Weighted Parametric Group Sequential Design with wpgsd

Note: This skill targets wpgsd from github.com/Merck/wpgsd.

API reference

  • Full function docs: references/llms.txt (source: local Rd man pages)
  • Workflow patterns: references/code_patterns.md

Key functions

Bounds and testing

  • generate_bounds() - Compute group sequential bounds accounting for correlations across hypotheses
  • closed_test() - Closed testing procedure using weighted parametric tests
  • calc_seq_p() - Calculate sequential p-values

Correlation structure

  • generate_corr() - Generate correlation matrix from event counts (for nested populations)
  • generate_event_table() - Build event count table for correlation computation

Internal utilities

  • find_astar() - Find adjusted alpha for spending function
  • find_xi() - Find xi parameter for bounds

Workflow patterns

For detailed code templates, read references/code_patterns.md.

Topics covered:

  • Event count tables and correlation matrix generation
  • Generating event tables from ADSL/ADTTE datasets
  • Bonferroni bounds (type = 0, baseline comparison)
  • WPGSD bounds with overall alpha spending (type = 2, Method 3b)
  • WPGSD bounds with separate alpha spending (type = 3, Method 3c)
  • WPGSD bounds with fixed alpha spending (type = 1, Method 3a)
  • Closed testing with observed p-values
  • Sequential p-values with calc_seq_p() (WPGSD and Bonferroni)
  • Overlapping populations example (biomarker subgroups + overall)
  • Common control example (multiple experimental arms vs control)
  • Manual correlation construction for k > 2 analyses

Important design considerations

  • generate_bounds() type parameter: 0 = Bonferroni (baseline), 1 = fixed spending, 2 = overall spending (single SF), 3 = separate spending (per-hypothesis SFs with inflation factor xi)
  • Spending functions: For type 0 and 3, sf/sfparm/t are lists (one per hypothesis); for type 2, they are scalars (single overall SF)
  • Correlation sources: Overlapping populations (shared patients), nested populations (subgroup ⊂ overall), or common control arm (shared control events)
  • Event table (H1, H2) pairs: (i, i) = events for hypothesis i alone; (i, j) = events in the intersection of populations i and j
  • Nested populations: If H1 ⊂ H3 (e.g., subgroup within overall), then n_{1∧3} = n_1 (all H1 events are also H3 events)
  • Common control: If H1, H2 share a control arm, then n_{1∧2} = control arm events only
  • Closed testing is required: WPGSD does not guarantee consonance, so full closed testing via closed_test() is needed (not just shortcut testing)
  • Power at design stage: Either (a) design with Bonferroni and use WPGSD only at analysis, or (b) use the minimum p-value bound across intersection hypotheses to power each elementary hypothesis

Known limitations

  • generate_corr() bug for k > 2: Incorrectly computes within-hypothesis cross-analysis entries for non-adjacent analyses. For k > 2, build the event-count matrix D manually and compute corr = diag(1/sqrt(diag(D))) %*% D %*% diag(1/sqrt(diag(D))). See code_patterns.md section on manual correlation.

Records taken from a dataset
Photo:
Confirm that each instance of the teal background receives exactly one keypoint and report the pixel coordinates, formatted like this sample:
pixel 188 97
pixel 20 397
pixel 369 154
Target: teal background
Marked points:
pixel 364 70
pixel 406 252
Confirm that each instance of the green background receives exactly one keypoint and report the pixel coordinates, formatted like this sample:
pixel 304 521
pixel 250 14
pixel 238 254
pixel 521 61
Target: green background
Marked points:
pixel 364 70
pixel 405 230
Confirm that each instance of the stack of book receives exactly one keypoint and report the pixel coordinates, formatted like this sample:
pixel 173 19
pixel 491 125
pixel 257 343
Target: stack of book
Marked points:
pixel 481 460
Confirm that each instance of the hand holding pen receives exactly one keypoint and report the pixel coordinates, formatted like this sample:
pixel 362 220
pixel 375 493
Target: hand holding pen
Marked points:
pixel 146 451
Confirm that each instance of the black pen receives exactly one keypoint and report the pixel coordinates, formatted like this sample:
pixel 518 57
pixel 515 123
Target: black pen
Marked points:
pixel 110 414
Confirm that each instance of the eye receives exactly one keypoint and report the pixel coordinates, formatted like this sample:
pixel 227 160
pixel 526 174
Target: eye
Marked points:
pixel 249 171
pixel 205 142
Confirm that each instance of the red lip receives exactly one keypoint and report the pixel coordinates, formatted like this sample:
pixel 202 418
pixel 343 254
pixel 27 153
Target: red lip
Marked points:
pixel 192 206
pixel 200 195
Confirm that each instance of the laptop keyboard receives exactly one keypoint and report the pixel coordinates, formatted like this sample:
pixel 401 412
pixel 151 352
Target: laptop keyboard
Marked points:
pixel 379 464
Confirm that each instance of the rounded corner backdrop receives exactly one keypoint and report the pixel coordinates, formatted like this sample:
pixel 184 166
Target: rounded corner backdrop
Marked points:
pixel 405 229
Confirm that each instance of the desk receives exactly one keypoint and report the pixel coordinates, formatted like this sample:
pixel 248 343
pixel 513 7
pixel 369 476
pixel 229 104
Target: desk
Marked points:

EXERCISE INSTRUCTIONS =>
A - According to the wpgsd notes, why must full closed testing through closed_test() be run instead of relying only on shortcut testing?
B - From the wpgsd notes, extract the stretch from "Key functions" through "(for nested populations)".

TASK-BY-TASK RESULTS =>
A - The notes say WPGSD does not guarantee consonance. Because of that, full closed testing via closed_test() is needed rather than shortcut testing alone.

B -
Key functions

Bounds and testing

  • generate_bounds() - Compute group sequential bounds accounting for correlations across hypotheses
  • closed_test() - Closed testing procedure using weighted parametric tests
  • calc_seq_p() - Calculate sequential p-values

Correlation structure

  • generate_corr() - Generate correlation matrix from event counts (for nested populations)